**INSTRUCTION:** Update the entries below, starting at the line containing "[spot] the leather" and continuing through the end of the entries, by replacing "guitar" with "instrument". Reproduce only those lines, with everything else unchanged.
──────── RECORDS SHOWN
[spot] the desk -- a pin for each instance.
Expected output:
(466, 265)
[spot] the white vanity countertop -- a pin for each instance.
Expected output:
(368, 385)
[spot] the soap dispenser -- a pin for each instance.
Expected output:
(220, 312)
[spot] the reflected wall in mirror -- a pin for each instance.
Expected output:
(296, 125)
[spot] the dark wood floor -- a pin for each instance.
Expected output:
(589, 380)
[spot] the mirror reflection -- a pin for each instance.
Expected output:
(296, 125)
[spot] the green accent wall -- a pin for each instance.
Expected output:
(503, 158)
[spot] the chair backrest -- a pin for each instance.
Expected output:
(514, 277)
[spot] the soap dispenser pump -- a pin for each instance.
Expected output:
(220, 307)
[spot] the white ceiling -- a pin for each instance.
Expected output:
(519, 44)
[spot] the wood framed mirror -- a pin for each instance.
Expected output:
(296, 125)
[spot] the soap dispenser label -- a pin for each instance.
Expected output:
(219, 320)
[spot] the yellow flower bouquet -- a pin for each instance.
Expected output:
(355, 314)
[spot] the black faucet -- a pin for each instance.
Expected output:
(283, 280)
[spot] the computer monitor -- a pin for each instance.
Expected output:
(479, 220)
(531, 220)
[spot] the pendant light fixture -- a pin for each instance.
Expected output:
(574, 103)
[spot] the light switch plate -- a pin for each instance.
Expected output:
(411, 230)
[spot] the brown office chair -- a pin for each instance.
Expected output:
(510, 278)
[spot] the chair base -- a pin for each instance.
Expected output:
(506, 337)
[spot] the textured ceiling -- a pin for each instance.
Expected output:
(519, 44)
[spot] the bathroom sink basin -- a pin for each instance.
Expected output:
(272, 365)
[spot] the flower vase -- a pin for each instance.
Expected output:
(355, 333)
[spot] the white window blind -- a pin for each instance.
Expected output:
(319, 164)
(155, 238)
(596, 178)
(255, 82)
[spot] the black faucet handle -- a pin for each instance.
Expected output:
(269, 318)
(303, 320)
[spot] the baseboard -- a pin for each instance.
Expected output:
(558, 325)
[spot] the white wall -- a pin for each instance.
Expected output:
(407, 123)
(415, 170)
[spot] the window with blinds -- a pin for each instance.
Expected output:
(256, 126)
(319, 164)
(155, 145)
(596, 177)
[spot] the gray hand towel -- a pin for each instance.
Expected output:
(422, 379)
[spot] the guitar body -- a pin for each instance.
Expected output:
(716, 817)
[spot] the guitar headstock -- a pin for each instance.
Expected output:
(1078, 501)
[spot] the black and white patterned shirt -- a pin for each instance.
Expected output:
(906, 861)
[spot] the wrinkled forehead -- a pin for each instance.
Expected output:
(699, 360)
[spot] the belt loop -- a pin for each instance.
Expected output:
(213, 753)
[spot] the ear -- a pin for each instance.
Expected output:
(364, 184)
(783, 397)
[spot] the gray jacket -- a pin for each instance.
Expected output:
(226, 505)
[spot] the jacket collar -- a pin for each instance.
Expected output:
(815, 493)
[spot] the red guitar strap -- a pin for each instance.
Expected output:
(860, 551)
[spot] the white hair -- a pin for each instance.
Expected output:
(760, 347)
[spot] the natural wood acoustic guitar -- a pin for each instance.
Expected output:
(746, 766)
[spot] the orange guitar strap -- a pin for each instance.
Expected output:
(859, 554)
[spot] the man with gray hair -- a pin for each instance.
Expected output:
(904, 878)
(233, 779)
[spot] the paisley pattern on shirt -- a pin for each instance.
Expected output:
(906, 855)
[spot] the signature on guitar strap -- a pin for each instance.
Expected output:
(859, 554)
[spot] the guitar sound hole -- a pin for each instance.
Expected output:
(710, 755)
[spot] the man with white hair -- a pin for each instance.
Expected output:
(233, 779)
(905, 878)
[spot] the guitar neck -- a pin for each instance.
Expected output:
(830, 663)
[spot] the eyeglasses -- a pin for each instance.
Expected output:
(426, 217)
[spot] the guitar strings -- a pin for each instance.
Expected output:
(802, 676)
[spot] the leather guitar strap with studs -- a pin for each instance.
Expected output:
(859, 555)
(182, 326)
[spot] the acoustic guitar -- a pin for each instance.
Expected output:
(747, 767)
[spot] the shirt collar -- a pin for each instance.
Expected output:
────────────────
**EXERCISE RESULT:**
[spot] the leather instrument strap with studs -- a pin for each instance.
Expected output:
(859, 555)
(182, 326)
[spot] the acoustic instrument -- a pin for each instance.
Expected output:
(747, 767)
[spot] the shirt collar -- a pin for each instance.
Expected output:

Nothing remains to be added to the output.